Task directions ▸ Only the lines containing the string "sign" are needed; copy all of them from the listing.

Provided entries ▸
== Segment start ==

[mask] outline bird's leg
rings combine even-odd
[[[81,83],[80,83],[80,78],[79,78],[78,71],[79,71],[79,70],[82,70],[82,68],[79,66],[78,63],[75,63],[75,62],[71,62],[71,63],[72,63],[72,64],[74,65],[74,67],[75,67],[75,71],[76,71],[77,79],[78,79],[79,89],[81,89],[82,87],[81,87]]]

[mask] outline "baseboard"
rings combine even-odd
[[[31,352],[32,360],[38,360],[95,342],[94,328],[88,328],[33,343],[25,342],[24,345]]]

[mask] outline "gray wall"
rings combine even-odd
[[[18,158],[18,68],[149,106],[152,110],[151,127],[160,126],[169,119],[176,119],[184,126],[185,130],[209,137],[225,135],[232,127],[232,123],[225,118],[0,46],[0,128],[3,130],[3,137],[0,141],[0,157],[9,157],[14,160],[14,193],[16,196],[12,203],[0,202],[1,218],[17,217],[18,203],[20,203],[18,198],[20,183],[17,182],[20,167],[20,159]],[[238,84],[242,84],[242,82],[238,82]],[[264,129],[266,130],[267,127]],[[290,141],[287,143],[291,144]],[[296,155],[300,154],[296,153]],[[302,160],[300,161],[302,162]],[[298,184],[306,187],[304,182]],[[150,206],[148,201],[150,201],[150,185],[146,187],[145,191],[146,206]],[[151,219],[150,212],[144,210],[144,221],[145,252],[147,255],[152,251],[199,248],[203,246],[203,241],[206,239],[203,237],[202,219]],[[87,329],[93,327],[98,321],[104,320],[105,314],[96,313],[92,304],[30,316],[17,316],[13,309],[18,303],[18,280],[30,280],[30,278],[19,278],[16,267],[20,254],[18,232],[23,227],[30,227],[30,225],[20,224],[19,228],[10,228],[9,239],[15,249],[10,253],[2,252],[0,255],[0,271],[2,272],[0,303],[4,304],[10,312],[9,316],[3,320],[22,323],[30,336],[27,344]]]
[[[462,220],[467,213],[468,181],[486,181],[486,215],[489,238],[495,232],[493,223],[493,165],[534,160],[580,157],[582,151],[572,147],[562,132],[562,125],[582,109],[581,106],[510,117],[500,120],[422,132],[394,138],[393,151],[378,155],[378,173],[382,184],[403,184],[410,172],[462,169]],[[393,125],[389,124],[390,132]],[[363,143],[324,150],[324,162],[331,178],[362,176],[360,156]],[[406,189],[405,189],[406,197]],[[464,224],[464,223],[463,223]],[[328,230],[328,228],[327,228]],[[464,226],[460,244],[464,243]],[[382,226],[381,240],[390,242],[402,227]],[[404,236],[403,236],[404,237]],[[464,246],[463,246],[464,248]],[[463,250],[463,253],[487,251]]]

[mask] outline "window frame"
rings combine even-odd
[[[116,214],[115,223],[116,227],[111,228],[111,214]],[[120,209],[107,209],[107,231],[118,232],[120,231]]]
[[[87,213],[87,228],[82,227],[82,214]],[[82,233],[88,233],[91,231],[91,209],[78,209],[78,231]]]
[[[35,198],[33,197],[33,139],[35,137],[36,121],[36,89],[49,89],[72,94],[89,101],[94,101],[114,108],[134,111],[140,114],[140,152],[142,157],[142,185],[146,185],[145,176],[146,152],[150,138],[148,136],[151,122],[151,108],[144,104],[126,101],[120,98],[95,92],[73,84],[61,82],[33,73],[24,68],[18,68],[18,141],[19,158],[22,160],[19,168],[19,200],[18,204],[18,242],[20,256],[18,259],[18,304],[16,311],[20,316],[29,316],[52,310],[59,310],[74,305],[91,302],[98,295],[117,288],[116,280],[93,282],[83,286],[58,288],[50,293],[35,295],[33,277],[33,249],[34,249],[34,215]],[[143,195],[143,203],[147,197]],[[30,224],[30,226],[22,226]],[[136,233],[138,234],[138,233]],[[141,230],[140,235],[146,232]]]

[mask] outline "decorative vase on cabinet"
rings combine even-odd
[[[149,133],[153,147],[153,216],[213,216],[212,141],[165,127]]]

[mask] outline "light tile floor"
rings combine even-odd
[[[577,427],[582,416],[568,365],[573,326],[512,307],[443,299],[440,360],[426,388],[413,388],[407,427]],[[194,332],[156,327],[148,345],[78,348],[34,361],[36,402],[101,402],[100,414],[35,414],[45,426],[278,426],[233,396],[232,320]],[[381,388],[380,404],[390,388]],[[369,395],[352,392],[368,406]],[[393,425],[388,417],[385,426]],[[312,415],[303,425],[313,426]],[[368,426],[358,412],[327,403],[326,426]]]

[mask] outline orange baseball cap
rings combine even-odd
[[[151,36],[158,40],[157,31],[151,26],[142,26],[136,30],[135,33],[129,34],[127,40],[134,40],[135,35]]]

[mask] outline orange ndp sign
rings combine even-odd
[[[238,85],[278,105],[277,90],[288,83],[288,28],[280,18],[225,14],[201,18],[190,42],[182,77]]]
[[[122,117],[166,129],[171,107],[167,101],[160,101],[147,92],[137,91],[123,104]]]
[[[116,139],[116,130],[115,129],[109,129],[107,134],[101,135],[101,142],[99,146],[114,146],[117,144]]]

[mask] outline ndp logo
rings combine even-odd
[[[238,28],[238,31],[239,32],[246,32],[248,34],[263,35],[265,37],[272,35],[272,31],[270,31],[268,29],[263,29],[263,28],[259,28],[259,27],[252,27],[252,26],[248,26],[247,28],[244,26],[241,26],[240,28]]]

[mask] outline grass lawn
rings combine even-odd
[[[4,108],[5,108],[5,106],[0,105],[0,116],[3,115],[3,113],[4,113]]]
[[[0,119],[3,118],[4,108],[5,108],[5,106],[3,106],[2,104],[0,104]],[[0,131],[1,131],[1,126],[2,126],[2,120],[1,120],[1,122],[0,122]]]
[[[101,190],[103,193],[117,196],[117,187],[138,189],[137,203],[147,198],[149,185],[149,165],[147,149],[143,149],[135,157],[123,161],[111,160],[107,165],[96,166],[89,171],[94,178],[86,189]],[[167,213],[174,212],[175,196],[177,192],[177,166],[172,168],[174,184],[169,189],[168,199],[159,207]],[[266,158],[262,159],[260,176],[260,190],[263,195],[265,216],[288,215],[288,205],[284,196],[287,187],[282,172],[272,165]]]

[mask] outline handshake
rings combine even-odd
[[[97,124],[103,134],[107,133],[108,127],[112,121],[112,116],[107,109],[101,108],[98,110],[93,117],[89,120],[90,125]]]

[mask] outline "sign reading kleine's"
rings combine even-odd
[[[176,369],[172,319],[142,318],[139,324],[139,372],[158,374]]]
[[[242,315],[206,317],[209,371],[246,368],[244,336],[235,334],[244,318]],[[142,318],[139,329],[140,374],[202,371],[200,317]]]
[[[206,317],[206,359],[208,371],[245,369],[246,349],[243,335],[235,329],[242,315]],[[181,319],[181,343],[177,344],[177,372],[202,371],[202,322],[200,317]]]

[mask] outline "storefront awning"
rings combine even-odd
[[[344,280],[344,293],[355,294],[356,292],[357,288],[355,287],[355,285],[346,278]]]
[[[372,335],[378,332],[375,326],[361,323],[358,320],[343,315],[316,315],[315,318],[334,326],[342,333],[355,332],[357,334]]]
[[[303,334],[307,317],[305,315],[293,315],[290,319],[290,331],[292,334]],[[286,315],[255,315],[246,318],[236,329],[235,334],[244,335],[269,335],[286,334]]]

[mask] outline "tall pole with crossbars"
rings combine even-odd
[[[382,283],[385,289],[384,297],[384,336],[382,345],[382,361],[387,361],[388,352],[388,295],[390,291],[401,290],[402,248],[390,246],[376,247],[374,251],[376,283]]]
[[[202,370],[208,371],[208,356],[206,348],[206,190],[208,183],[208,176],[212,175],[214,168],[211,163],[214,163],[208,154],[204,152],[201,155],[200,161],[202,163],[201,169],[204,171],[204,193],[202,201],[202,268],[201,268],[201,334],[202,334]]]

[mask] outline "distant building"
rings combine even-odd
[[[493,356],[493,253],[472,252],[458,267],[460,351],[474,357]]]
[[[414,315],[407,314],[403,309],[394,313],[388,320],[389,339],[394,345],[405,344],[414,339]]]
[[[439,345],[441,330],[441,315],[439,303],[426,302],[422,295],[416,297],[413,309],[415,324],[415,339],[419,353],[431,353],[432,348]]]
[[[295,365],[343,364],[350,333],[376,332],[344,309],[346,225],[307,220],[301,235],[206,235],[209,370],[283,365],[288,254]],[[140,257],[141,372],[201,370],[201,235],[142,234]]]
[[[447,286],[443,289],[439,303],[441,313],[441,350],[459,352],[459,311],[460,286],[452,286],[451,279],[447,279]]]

== Segment end ==

Final answer ▸
[mask] outline orange ndp sign
[mask] outline "sign reading kleine's"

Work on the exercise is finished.